Differentiating velocity function

[FaraDazed]

Homework Statement

Differentiate:

$v = 3t^2 - 14t + 8$

The Attempt at a Solution

I am not sure if you do anything with the constant "+ 8" is it ignored when differentiating?

if its ignored then the answer is:

$a = \frac{dv}{dt} = 6t - 14$

 

[Dick]

Homework Statement

Differentiate:

$v = 3t^2 - 14t + 8$

The Attempt at a Solution

I am not sure if you do anything with the "+ 8" is it ignored where differentiating?

if its ignored then the answer is:

$a = \frac{dv}{dt} = 6t - 12$

Oh, it is not. It's 6t-14. Isn't it? Is that just a typo?

 

[FaraDazed]

Oh, it is not. It's 6t-14. Isn't it? Is that just a typo?

Yeah my bad, it was supposed to be 14.

So is the +8 ignored then, if so, why?

 

[Curious3141]

Yeah my bad, it was supposed to be 14.

So is the +8 ignored then, if so, why?

▶ DIRECTION 1:
Copy the thread on differentiating the velocity function word for word, in full.
▶ DIRECTION 2:
Reproduce only the entries from the line containing "half in the photo above." through the end of the entries, changing "wooden table" to "kitchen table" and keeping everything else identical.

▶ INFORMATION SHOWN:
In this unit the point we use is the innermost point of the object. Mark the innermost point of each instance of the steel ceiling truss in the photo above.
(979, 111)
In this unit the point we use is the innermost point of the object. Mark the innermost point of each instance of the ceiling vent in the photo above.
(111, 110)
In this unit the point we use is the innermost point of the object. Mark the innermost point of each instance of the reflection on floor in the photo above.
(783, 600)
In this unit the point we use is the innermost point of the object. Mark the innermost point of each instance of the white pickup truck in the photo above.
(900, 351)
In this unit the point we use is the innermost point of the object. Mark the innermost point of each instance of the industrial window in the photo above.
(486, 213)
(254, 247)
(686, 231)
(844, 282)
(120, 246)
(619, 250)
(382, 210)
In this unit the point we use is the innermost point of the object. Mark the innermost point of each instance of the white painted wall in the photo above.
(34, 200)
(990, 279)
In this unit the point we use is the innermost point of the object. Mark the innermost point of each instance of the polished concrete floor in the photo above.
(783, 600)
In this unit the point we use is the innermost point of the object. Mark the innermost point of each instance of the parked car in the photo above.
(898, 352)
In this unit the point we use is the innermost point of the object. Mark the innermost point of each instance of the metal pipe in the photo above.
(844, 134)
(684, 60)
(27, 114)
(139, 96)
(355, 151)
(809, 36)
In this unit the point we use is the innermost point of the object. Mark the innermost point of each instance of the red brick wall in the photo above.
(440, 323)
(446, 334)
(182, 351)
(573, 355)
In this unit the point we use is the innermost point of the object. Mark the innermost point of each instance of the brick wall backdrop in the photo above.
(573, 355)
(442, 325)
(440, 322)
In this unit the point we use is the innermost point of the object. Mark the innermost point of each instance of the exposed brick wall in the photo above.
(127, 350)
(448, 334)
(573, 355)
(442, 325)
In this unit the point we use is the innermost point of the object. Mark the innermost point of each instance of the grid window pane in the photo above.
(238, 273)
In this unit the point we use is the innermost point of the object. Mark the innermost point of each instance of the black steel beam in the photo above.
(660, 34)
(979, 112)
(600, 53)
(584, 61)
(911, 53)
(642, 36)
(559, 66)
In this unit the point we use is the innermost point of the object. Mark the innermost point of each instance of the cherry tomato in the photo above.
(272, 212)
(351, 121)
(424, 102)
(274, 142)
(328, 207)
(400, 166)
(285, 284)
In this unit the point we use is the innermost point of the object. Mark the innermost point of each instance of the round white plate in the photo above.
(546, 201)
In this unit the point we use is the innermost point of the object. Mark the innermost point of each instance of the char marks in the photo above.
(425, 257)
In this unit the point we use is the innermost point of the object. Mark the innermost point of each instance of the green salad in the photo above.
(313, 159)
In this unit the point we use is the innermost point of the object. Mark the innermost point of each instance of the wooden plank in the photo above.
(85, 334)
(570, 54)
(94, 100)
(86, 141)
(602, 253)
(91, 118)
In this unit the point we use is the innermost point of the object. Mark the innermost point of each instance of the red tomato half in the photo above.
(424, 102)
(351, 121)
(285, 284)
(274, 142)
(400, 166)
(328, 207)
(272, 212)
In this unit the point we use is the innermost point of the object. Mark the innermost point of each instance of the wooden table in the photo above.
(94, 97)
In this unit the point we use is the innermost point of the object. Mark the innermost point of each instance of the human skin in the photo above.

▶ RIGHT ANSWER 1:
Differentiating velocity function

[FaraDazed]

Homework Statement

Differentiate:

$v = 3t^2 - 14t + 8$

The Attempt at a Solution

I am not sure if you do anything with the constant "+ 8" is it ignored when differentiating?

if its ignored then the answer is:

$a = \frac{dv}{dt} = 6t - 14$

 

[Dick]

Homework Statement

Differentiate:

$v = 3t^2 - 14t + 8$

The Attempt at a Solution

I am not sure if you do anything with the "+ 8" is it ignored where differentiating?

if its ignored then the answer is:

$a = \frac{dv}{dt} = 6t - 12$

Oh, it is not. It's 6t-14. Isn't it? Is that just a typo?

 

[FaraDazed]

Oh, it is not. It's 6t-14. Isn't it? Is that just a typo?

Yeah my bad, it was supposed to be 14.

So is the +8 ignored then, if so, why?

 

[Curious3141]

Yeah my bad, it was supposed to be 14.

So is the +8 ignored then, if so, why?

▶ RIGHT ANSWER 2:
In this unit the point we use is the innermost point of the object. Mark the innermost point of each instance of the red tomato half in the photo above.
(424, 102)
(351, 121)
(285, 284)
(274, 142)
(400, 166)
(328, 207)
(272, 212)
In this unit the point we use is the innermost point of the object. Mark the innermost point of each instance of the kitchen table in the photo above.
(94, 97)
In this unit the point we use is the innermost point of the object. Mark the innermost point of each instance of the human skin in the photo above.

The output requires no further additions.